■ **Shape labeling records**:
───
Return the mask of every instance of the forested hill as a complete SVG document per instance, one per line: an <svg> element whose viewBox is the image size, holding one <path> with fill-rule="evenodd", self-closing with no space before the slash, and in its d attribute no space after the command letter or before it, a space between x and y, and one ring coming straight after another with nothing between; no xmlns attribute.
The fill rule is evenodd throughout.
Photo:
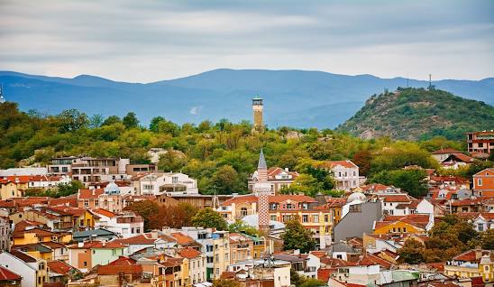
<svg viewBox="0 0 494 287"><path fill-rule="evenodd" d="M389 135L416 140L443 135L462 140L466 132L492 128L492 106L439 89L409 88L373 95L338 130L363 138Z"/></svg>

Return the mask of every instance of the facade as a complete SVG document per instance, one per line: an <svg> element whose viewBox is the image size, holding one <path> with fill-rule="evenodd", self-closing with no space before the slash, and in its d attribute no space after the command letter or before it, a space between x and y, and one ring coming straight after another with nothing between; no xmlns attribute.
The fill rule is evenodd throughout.
<svg viewBox="0 0 494 287"><path fill-rule="evenodd" d="M263 105L262 98L255 97L252 98L252 113L254 118L254 131L262 132L264 131L264 122L262 120L263 116Z"/></svg>
<svg viewBox="0 0 494 287"><path fill-rule="evenodd" d="M472 249L454 256L444 264L444 274L459 278L482 277L484 283L494 282L494 255L490 250Z"/></svg>
<svg viewBox="0 0 494 287"><path fill-rule="evenodd" d="M473 190L479 196L494 198L494 168L485 169L473 175Z"/></svg>
<svg viewBox="0 0 494 287"><path fill-rule="evenodd" d="M494 152L494 131L467 133L469 153L490 154Z"/></svg>
<svg viewBox="0 0 494 287"><path fill-rule="evenodd" d="M297 176L298 172L290 171L288 168L281 169L279 167L272 167L268 170L268 182L270 183L271 191L274 192L274 194L278 194L282 188L288 188L290 186ZM249 191L252 191L258 178L259 172L256 171L249 179Z"/></svg>
<svg viewBox="0 0 494 287"><path fill-rule="evenodd" d="M0 253L0 266L18 274L22 287L42 287L49 282L46 260L13 250Z"/></svg>
<svg viewBox="0 0 494 287"><path fill-rule="evenodd" d="M361 185L361 181L363 181L359 176L359 167L352 161L326 162L325 167L333 172L337 190L355 189Z"/></svg>

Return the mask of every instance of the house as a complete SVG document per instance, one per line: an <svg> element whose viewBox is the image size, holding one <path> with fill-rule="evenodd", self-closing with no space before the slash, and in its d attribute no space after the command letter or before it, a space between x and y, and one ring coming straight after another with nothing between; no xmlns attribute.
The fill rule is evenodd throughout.
<svg viewBox="0 0 494 287"><path fill-rule="evenodd" d="M184 285L190 286L206 282L206 255L193 248L180 249L178 254L180 257L188 259L188 277Z"/></svg>
<svg viewBox="0 0 494 287"><path fill-rule="evenodd" d="M351 237L361 237L363 233L371 233L374 221L382 217L380 201L367 201L365 195L353 192L342 208L342 219L334 227L334 242Z"/></svg>
<svg viewBox="0 0 494 287"><path fill-rule="evenodd" d="M47 262L23 252L0 253L0 266L22 277L22 287L42 287L49 282Z"/></svg>
<svg viewBox="0 0 494 287"><path fill-rule="evenodd" d="M177 245L173 238L160 235L158 231L151 231L128 238L119 238L112 242L124 245L124 255L133 255L144 248L169 249Z"/></svg>
<svg viewBox="0 0 494 287"><path fill-rule="evenodd" d="M23 197L24 191L29 189L30 178L27 175L0 177L0 198L8 199Z"/></svg>
<svg viewBox="0 0 494 287"><path fill-rule="evenodd" d="M258 179L258 171L251 175L248 181L248 190L252 191L255 181ZM298 172L290 171L288 168L271 167L268 169L268 182L271 187L271 191L278 194L283 188L288 188L293 183L293 181L298 176Z"/></svg>
<svg viewBox="0 0 494 287"><path fill-rule="evenodd" d="M473 175L473 190L478 196L494 198L494 168L485 169Z"/></svg>
<svg viewBox="0 0 494 287"><path fill-rule="evenodd" d="M105 190L79 190L78 207L87 209L104 208L120 213L124 209L124 199L120 194L120 188L114 182L111 182Z"/></svg>
<svg viewBox="0 0 494 287"><path fill-rule="evenodd" d="M69 264L82 272L90 270L97 264L107 264L124 255L125 248L117 242L87 241L67 246Z"/></svg>
<svg viewBox="0 0 494 287"><path fill-rule="evenodd" d="M252 258L254 254L254 242L239 233L230 233L230 262L234 264Z"/></svg>
<svg viewBox="0 0 494 287"><path fill-rule="evenodd" d="M269 196L269 208L271 221L287 222L297 217L300 223L313 232L320 248L331 244L333 218L325 202L321 204L305 195L271 195ZM216 211L229 222L257 215L257 197L252 194L233 197L221 203Z"/></svg>
<svg viewBox="0 0 494 287"><path fill-rule="evenodd" d="M9 218L0 217L0 252L10 250L10 232Z"/></svg>
<svg viewBox="0 0 494 287"><path fill-rule="evenodd" d="M431 153L432 153L432 157L435 160L436 160L438 162L443 162L452 154L454 154L454 153L458 154L462 153L453 148L448 147L448 148L434 151Z"/></svg>
<svg viewBox="0 0 494 287"><path fill-rule="evenodd" d="M494 254L480 248L466 251L444 264L444 274L460 278L481 276L484 283L494 282Z"/></svg>
<svg viewBox="0 0 494 287"><path fill-rule="evenodd" d="M467 133L469 153L483 153L492 154L494 152L494 131Z"/></svg>
<svg viewBox="0 0 494 287"><path fill-rule="evenodd" d="M0 265L0 286L21 287L22 279L23 277L21 277L21 275Z"/></svg>
<svg viewBox="0 0 494 287"><path fill-rule="evenodd" d="M181 172L139 173L132 178L138 195L163 193L198 194L197 181Z"/></svg>
<svg viewBox="0 0 494 287"><path fill-rule="evenodd" d="M134 212L124 211L114 214L102 208L94 209L92 212L99 218L95 224L96 228L110 230L124 238L144 233L144 219Z"/></svg>
<svg viewBox="0 0 494 287"><path fill-rule="evenodd" d="M352 190L365 181L359 176L359 167L352 161L330 161L325 162L325 168L333 172L337 190Z"/></svg>
<svg viewBox="0 0 494 287"><path fill-rule="evenodd" d="M425 234L434 226L434 214L386 216L374 223L374 234Z"/></svg>

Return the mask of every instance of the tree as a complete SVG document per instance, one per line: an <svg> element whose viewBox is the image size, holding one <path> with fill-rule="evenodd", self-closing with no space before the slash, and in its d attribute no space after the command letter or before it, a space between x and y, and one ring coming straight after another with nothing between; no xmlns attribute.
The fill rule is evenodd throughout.
<svg viewBox="0 0 494 287"><path fill-rule="evenodd" d="M218 279L213 282L213 287L240 287L240 283L235 280Z"/></svg>
<svg viewBox="0 0 494 287"><path fill-rule="evenodd" d="M160 218L157 216L160 214L160 206L155 201L151 200L140 200L134 201L126 209L133 211L144 219L144 229L160 229L161 228L161 223Z"/></svg>
<svg viewBox="0 0 494 287"><path fill-rule="evenodd" d="M192 218L192 224L197 227L215 227L218 230L226 230L228 226L221 215L211 208L200 209Z"/></svg>
<svg viewBox="0 0 494 287"><path fill-rule="evenodd" d="M399 263L407 263L409 264L418 264L424 262L425 246L420 242L414 238L409 238L405 241L403 247L398 249Z"/></svg>
<svg viewBox="0 0 494 287"><path fill-rule="evenodd" d="M180 151L168 150L160 156L158 167L165 171L178 171L187 164L186 155Z"/></svg>
<svg viewBox="0 0 494 287"><path fill-rule="evenodd" d="M108 117L106 117L106 119L105 119L105 121L103 122L103 124L101 124L101 125L114 125L114 124L116 124L116 123L122 123L122 119L120 119L120 116L110 116Z"/></svg>
<svg viewBox="0 0 494 287"><path fill-rule="evenodd" d="M316 248L311 232L302 226L298 217L287 221L285 227L285 233L281 236L284 250L300 249L301 253L308 253Z"/></svg>
<svg viewBox="0 0 494 287"><path fill-rule="evenodd" d="M133 128L139 126L139 120L137 119L137 116L135 116L134 112L129 112L124 118L122 119L122 122L125 125L125 128Z"/></svg>
<svg viewBox="0 0 494 287"><path fill-rule="evenodd" d="M212 189L218 194L232 194L243 191L237 171L231 165L220 167L211 178Z"/></svg>
<svg viewBox="0 0 494 287"><path fill-rule="evenodd" d="M89 126L100 127L103 125L103 116L100 114L95 114L89 118Z"/></svg>
<svg viewBox="0 0 494 287"><path fill-rule="evenodd" d="M87 115L78 111L75 108L64 110L57 118L59 122L60 133L71 133L80 128L87 127L89 124Z"/></svg>

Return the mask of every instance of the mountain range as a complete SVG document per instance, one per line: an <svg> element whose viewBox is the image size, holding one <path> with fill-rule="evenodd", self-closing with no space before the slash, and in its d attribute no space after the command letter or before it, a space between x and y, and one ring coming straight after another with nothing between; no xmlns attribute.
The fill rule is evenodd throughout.
<svg viewBox="0 0 494 287"><path fill-rule="evenodd" d="M252 120L251 100L264 98L268 126L334 128L352 117L370 95L398 87L425 88L428 81L323 71L228 69L147 84L81 75L73 79L0 71L7 100L22 110L58 114L78 108L87 115L124 116L133 111L143 125L161 116L176 123L227 118ZM444 79L436 88L494 105L494 78Z"/></svg>

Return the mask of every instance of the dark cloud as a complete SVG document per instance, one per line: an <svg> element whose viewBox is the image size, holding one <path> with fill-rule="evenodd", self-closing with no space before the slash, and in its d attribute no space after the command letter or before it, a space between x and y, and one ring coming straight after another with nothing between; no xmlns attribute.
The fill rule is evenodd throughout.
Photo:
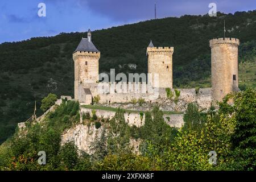
<svg viewBox="0 0 256 182"><path fill-rule="evenodd" d="M88 6L92 11L118 21L154 18L155 2L158 18L206 14L211 2L216 3L217 10L224 13L251 10L253 6L256 8L255 0L80 0L80 2L84 6Z"/></svg>
<svg viewBox="0 0 256 182"><path fill-rule="evenodd" d="M27 23L28 19L25 18L19 17L15 15L11 14L7 15L9 22L11 23Z"/></svg>

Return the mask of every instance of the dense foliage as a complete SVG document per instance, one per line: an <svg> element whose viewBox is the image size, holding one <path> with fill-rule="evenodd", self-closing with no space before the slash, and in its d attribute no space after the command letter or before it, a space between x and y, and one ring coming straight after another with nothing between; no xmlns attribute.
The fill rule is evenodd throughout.
<svg viewBox="0 0 256 182"><path fill-rule="evenodd" d="M45 112L55 104L57 100L56 95L49 93L47 97L42 100L42 105L40 108Z"/></svg>
<svg viewBox="0 0 256 182"><path fill-rule="evenodd" d="M228 104L230 100L233 105ZM61 134L80 121L78 103L63 101L43 123L27 123L27 130L17 131L0 147L1 169L255 169L256 91L253 89L228 95L217 111L211 108L202 113L195 104L189 104L179 129L164 122L157 106L146 113L140 128L129 126L121 109L110 121L85 119L85 125L101 122L104 127L91 144L92 155L79 151L73 142L61 144ZM134 138L141 141L139 153L129 144ZM47 154L46 165L38 164L41 150ZM209 163L210 151L217 154L216 165Z"/></svg>

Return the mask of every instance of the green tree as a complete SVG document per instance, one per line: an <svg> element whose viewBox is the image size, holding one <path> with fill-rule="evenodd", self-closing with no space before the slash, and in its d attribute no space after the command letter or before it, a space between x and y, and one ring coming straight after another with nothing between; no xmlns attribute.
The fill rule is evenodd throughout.
<svg viewBox="0 0 256 182"><path fill-rule="evenodd" d="M79 163L78 149L75 142L68 142L61 146L60 151L61 169L73 169Z"/></svg>
<svg viewBox="0 0 256 182"><path fill-rule="evenodd" d="M245 91L228 95L220 103L220 111L225 119L234 124L232 136L232 150L224 169L255 170L256 166L256 91ZM234 104L228 101L233 99Z"/></svg>
<svg viewBox="0 0 256 182"><path fill-rule="evenodd" d="M129 151L130 127L125 122L124 110L118 109L110 121L108 146L110 152Z"/></svg>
───
■ **Aim**:
Reproduce the rows word for word, starting at the very beginning and ending with the line that contains "135L416 140L443 135L462", with both ends included. Leave any pictures out of your answer.

■ **Result for this exercise**:
Return the mask of every instance of the forested hill as a complete SVG document per instance, one per line: an <svg> element whose viewBox is the image size, holding one <path> with fill-rule="evenodd", self-closing with no space before the slash, and in its d attribute no space after the command letter or before it, a space between x and y, and one ring coming straight after another with nothing between; no xmlns attribute.
The fill rule is evenodd throughout.
Photo:
<svg viewBox="0 0 494 287"><path fill-rule="evenodd" d="M389 135L416 140L443 135L462 140L466 132L492 128L492 106L439 89L409 88L373 95L338 130L363 138Z"/></svg>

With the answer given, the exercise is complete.